*Exercise requirements:* Write out, word for word, the stretch of the passage on firearms and gun violence in Oakland from "Occasionally, law enforcement" through "shotguns every year.".

*Document segment:*
Regardless of what one thinks of the Second Amendment and the gun-control debate, the consequences of the gun industry’s yearly production of weapons for the American market translates annually into more than 32,000 firearms deaths, one-third of which are homicides. That’s 2,000 more deaths than the entire American casualty count suffered during the eight years of the Revolutionary War. When the Second Amendment of the US Constitution — popularly interpreted as an individual right to own firearms — was adopted in 1791, it took twenty seconds for a skilled gunman to load and fire a single musket round. Today, a teenager can spray fifty rounds in twenty seconds from an automatic 9mm pistol with a high-capacity magazine drum.

Occasionally, law enforcement officials bust criminal networks that traffic firearms, slowing the flow of guns into Oakland before another deluge of legally purchased and illegally procured guns is trucked in. However, because of the sheer ubiquity of firearms in America, and especially due to hamstrung federal regulators and lax gun laws in other states, the flow of arms into Oakland has proven unstoppable.

After mass slayings and heinous crimes — like the Oikos University shooting last year, the killing of three-year-old Carlos Nava, and the Newtown, Connecticut school massacre — calls for more effective gun laws in Oakland and California ring out. Rarely, however, is the ultimate source of all this weaponry scrutinized — the major corporations and private companies assembling and selling millions of pistols, rifles, revolvers, and shotguns every year.

The firearms industry is a multi billion-dollar global business, and the United States is its single biggest profit center. Firearms makers, and the moneymen behind them, use their profits to buy political influence in the US, and gut sensible restrictions on the industry that would reduce the public health impact of gun violence.

*Records shown:*
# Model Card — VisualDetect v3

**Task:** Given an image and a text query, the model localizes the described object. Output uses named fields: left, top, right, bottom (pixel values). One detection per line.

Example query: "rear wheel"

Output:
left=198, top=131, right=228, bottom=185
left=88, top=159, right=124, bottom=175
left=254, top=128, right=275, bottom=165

*Task result:*
Occasionally, law enforcement officials bust criminal networks that traffic firearms, slowing the flow of guns into Oakland before another deluge of legally purchased and illegally procured guns is trucked in. However, because of the sheer ubiquity of firearms in America, and especially due to hamstrung federal regulators and lax gun laws in other states, the flow of arms into Oakland has proven unstoppable.

After mass slayings and heinous crimes — like the Oikos University shooting last year, the killing of three-year-old Carlos Nava, and the Newtown, Connecticut school massacre — calls for more effective gun laws in Oakland and California ring out. Rarely, however, is the ultimate source of all this weaponry scrutinized — the major corporations and private companies assembling and selling millions of pistols, rifles, revolvers, and shotguns every year.